- _Short task_: Extract the stretch of the listing from the line containing "Report the position of each instance of the dense" through the line containing "[[131, 322], [912, 325], [437, 674]]". Copy each line unchanged, and include both end lines.

- _Given records_:
--*--

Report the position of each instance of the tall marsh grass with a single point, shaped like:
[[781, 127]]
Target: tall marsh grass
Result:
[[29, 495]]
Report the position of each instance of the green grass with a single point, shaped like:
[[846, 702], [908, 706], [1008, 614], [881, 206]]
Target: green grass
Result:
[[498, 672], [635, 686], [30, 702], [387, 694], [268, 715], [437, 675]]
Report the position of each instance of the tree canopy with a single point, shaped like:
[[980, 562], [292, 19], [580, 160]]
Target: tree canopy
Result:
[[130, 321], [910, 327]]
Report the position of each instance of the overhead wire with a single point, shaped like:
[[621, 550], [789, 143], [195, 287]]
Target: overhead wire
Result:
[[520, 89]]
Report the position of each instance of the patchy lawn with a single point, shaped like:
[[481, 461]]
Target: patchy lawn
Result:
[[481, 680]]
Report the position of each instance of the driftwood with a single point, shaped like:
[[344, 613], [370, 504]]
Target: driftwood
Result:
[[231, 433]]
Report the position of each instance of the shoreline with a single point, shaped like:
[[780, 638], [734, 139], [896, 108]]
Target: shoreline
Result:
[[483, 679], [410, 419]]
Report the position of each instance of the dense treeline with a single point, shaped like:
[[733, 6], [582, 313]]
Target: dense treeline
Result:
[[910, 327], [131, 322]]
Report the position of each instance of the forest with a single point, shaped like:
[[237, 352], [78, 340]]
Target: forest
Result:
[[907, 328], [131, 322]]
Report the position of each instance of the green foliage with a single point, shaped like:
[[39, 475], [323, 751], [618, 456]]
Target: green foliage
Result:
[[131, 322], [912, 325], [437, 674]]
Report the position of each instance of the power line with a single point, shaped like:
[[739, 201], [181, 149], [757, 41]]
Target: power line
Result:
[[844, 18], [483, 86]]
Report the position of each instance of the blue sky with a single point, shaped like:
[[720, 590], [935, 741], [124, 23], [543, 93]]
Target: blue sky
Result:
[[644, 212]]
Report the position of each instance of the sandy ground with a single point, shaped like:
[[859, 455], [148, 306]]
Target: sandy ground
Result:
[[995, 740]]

--*--

- _Solution to this task_:
Report the position of each instance of the dense treeline with a single point, shaped like:
[[733, 6], [582, 313]]
Target: dense treeline
Result:
[[910, 327], [131, 322]]
Report the position of each instance of the forest with a single point, shaped like:
[[237, 352], [78, 340]]
Target: forest
Result:
[[907, 328], [131, 322]]
Report the position of each instance of the green foliage with a single point, shaped like:
[[39, 475], [323, 751], [618, 456]]
Target: green foliage
Result:
[[131, 322], [912, 325], [437, 674]]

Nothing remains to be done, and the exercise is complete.